# [Short task]
Find every line in the items below that contains the word "sign", and copy each of those lines.

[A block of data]
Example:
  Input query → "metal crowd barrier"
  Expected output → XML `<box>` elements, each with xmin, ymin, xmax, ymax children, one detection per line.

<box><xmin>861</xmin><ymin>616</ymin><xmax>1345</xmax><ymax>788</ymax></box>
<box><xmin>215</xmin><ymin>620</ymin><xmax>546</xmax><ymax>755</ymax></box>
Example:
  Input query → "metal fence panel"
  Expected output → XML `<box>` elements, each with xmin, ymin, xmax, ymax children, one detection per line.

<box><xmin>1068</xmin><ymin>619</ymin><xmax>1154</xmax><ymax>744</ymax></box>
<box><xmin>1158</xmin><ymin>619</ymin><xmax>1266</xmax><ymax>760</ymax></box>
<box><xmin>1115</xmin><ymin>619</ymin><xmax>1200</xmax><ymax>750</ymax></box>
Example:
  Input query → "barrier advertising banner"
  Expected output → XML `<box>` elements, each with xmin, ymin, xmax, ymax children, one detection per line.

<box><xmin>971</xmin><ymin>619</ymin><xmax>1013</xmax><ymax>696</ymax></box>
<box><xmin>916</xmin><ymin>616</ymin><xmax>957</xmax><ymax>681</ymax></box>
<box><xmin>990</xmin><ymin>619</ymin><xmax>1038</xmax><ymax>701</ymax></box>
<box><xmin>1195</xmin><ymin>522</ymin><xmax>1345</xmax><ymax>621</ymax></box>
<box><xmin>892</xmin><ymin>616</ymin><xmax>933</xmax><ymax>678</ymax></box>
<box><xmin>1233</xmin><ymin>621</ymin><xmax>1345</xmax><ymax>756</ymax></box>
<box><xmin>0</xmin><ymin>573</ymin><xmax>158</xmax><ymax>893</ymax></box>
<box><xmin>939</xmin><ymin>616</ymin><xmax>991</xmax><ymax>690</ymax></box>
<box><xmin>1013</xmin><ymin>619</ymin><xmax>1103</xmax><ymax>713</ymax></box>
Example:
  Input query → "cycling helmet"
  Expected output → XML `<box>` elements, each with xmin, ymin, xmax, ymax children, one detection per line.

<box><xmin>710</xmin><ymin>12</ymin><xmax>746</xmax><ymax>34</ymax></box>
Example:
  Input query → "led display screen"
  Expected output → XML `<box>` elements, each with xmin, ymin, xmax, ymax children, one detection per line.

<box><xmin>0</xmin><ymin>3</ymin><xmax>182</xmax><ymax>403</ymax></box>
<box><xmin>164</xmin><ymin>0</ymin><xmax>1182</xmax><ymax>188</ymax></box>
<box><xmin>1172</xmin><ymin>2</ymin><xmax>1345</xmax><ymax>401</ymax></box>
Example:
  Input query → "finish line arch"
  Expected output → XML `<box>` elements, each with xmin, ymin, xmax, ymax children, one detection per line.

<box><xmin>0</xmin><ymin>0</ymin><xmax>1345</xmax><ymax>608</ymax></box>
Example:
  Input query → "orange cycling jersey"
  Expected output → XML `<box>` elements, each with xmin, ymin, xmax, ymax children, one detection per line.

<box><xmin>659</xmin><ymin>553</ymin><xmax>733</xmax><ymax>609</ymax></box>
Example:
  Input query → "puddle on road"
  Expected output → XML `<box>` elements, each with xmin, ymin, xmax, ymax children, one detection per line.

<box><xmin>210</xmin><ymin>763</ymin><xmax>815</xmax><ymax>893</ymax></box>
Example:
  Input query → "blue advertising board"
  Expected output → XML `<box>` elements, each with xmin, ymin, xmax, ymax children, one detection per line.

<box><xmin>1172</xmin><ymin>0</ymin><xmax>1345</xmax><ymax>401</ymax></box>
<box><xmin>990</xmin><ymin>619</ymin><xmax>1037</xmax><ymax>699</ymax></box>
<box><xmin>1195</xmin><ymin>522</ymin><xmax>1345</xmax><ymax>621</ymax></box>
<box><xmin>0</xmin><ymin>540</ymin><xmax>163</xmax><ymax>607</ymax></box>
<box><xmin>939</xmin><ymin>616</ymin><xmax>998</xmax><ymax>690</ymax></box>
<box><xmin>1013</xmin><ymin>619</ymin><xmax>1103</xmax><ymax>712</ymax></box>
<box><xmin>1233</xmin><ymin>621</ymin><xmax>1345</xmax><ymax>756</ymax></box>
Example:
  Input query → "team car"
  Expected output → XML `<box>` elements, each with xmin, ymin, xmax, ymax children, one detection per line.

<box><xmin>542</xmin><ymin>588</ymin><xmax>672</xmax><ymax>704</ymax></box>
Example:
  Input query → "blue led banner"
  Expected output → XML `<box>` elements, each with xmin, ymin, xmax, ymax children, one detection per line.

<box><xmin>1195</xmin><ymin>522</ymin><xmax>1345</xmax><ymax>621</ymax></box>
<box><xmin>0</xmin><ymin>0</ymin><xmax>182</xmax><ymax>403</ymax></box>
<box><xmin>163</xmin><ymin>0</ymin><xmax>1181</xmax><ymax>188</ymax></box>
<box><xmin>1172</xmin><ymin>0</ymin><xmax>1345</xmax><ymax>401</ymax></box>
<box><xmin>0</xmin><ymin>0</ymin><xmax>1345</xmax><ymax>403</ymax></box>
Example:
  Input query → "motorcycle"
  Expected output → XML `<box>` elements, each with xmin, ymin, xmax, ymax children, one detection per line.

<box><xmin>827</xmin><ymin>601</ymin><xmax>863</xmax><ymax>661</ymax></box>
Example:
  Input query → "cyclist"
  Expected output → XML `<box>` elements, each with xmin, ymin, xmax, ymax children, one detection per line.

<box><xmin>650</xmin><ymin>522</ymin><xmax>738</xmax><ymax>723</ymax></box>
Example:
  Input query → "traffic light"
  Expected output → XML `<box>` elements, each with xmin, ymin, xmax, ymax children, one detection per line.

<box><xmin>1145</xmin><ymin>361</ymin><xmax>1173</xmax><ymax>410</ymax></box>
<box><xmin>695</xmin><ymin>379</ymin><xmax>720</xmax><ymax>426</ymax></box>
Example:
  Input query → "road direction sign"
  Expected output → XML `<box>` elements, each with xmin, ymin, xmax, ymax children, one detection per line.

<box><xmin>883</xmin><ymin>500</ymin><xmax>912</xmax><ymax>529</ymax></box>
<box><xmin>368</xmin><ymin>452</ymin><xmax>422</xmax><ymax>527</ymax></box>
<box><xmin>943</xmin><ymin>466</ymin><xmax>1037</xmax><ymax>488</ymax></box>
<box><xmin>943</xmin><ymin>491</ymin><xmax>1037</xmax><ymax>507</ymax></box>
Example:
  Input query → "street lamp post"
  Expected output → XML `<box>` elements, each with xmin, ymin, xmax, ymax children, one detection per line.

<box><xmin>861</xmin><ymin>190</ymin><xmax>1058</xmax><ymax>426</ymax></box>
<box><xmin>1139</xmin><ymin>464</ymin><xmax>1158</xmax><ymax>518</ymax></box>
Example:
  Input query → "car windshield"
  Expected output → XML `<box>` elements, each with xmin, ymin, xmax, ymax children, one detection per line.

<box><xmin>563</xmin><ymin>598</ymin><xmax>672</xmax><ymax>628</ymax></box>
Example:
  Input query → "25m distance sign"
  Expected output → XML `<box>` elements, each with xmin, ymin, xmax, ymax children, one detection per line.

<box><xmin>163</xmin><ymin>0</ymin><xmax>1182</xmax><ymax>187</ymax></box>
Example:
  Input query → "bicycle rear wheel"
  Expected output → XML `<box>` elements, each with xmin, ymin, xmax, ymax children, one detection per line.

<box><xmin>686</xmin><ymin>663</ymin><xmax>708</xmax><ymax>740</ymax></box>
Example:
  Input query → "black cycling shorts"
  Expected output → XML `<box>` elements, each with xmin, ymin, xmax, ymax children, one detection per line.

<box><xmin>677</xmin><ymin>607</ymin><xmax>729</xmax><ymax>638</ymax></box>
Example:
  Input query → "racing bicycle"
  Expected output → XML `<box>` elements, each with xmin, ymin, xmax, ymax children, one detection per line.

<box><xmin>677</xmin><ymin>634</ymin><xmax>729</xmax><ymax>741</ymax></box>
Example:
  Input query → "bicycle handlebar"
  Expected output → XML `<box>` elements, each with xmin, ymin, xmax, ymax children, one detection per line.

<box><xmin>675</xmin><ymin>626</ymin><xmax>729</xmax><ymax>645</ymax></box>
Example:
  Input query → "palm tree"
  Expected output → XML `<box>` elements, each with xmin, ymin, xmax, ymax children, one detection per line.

# [Answer for this exercise]
  Input query → "road direction sign"
  Input query → "25m distance sign"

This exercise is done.